● **Selected excerpt**:
|---|
Mental health in the workplace

Mental health issues can affect one in four people at some point in their lives and have a significant impact on their well-being.

There are many types of mental health issues, including stress, which can be work-related, depression and anxiety.

As you may be aware, employers have a duty to protect the health, safety, and welfare of their employees, including mental health and wellbeing. Employers must provide a safe working environment, protect staff from discrimination and carry out risk assessments.

Disability discrimination provisions in the Equality Act 2010 encompass many mental health illnesses which may legally be classed as a disability if the illness has a substantial adverse effect on the employee’s life, it lasts for 12 months or more, or has the potential to, and it affects their ability to carry out normal day to day activities. If it meets these criteria, it will qualify for protection under the Act. Importantly, a mental health issue can still be considered as a disability if the symptoms are not present all of the time.

We’re all individuals, and employees with the same mental health condition can experience different symptoms and to varying degrees. There is more awareness regarding mental health today, however there is still an underlying stigma attached to it. Employers should take mental health seriously and champion a stress free workplace; training their management team to be alert to the early signs of stress and mental ill health, and to ensure they know how to respond. A mental health issue can happen suddenly, perhaps in response to events that are happening in their lives at that time, or it can build up gradually over time. Early signs could include the employee needing to take a lot of time off work, a decrease in their productivity, the employee may withdraw from colleagues, perhaps getting easily frustrated or agitated and mood swings or erratic behaviour.

It’s important all managers feel confident to have supportive conversations around mental health, including recommending a GP visit, signposting employees to appropriate counselling, perhaps an employee assistance programme or occupational health services and to make work adjustments where needed. Employers who offer an employee assistance programme and/or counselling services should remember to signpost employees to access them.
|---|
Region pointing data
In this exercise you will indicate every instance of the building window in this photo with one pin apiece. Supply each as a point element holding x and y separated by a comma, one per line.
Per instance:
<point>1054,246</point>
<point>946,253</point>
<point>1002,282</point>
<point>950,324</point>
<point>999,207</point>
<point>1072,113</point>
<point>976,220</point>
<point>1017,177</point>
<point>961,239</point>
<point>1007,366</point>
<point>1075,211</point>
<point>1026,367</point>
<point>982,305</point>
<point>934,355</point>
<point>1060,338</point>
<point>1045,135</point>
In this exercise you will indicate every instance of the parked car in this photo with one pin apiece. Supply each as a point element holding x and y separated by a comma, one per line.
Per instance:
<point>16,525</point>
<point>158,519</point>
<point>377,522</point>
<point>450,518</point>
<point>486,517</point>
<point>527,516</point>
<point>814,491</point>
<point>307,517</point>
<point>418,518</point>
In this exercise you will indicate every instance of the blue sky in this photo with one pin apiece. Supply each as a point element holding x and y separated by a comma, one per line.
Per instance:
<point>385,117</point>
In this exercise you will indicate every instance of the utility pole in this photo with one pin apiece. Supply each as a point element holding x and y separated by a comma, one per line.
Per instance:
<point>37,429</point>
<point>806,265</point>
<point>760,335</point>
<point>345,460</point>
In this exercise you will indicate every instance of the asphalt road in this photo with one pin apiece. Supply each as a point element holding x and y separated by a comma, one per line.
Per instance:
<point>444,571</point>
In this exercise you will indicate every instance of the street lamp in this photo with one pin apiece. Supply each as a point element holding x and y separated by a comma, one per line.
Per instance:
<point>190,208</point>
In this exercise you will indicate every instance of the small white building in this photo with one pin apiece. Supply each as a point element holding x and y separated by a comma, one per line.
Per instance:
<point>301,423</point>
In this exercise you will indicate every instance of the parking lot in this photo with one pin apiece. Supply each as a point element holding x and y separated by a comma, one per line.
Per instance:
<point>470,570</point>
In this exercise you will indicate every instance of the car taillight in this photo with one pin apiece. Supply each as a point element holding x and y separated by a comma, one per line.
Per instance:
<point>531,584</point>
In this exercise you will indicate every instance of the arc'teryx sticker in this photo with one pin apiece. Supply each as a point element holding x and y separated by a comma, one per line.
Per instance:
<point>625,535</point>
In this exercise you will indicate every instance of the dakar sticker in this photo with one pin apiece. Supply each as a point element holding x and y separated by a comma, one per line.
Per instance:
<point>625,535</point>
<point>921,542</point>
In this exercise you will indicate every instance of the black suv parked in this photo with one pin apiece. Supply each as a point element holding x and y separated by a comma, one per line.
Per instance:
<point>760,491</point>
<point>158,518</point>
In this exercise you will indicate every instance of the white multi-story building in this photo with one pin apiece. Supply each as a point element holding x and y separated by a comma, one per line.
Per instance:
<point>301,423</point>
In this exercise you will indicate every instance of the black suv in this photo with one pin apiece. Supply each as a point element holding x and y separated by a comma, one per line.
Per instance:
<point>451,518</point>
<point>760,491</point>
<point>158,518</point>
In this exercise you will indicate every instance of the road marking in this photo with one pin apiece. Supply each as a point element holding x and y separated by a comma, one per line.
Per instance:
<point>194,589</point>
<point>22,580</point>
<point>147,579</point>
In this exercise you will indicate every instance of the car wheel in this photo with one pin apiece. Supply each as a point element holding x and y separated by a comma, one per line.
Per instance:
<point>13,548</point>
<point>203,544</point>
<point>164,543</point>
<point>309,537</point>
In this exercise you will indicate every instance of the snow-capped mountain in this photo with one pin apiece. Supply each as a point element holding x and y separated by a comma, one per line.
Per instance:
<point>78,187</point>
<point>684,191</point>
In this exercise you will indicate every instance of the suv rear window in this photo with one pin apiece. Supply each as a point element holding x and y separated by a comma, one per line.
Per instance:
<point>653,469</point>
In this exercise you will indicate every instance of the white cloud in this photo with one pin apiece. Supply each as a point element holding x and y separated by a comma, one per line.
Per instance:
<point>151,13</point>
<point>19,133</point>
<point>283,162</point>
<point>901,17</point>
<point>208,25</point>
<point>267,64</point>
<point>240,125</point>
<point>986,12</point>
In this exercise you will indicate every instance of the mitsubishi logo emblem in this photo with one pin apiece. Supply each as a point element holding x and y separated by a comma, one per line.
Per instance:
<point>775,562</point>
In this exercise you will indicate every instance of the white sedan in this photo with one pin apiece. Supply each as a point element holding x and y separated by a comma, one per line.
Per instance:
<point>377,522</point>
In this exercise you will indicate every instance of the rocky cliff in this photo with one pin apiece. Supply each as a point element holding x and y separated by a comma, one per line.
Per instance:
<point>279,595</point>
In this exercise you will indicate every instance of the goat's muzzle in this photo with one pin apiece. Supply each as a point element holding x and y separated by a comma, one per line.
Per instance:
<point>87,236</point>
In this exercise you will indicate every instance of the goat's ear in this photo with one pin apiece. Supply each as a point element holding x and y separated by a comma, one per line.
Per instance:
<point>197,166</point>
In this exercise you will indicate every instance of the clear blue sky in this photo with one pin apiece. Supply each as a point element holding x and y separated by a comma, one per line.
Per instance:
|---|
● **Prompt A**:
In the text on mental health in the workplace, retype the words starting with "Mental health in" and going on through "on their well-being.".
● **Prompt B**:
Decide whether each statement agrees with the text on mental health in the workplace, and answer yes or no with the words from the text that settle it: (i) A mental health issue can count as a disability only if its symptoms are present all of the time. (ii) Employers must carry out risk assessments. (iii) A mental health issue always builds up gradually over time.

● **Solution A**:
Mental health in the workplace

Mental health issues can affect one in four people at some point in their lives and have a significant impact on their well-being.

● **Solution B**:
(i) No: "a mental health issue can still be considered as a disability if the symptoms are not present all of the time."
(ii) Yes: "Employers must provide a safe working environment, protect staff from discrimination and carry out risk assessments."
(iii) No: "A mental health issue can happen suddenly, perhaps in response to events that are happening in their lives at that time, or it can build up gradually over time."